Problem requirements
Repeat exactly the lines from the one containing "Target: chain lying on ground" through the last line of the records below, both included, and nothing else.

Excerpts from a dataset:
***

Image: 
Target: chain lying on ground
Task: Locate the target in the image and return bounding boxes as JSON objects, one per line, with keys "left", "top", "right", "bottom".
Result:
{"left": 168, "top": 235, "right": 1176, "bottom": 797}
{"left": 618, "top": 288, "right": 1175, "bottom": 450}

***

Solution to the exercise
Target: chain lying on ground
Task: Locate the target in the image and return bounding boxes as JSON objects, one per line, with keys "left", "top", "right", "bottom".
Result:
{"left": 168, "top": 235, "right": 1176, "bottom": 797}
{"left": 618, "top": 288, "right": 1175, "bottom": 450}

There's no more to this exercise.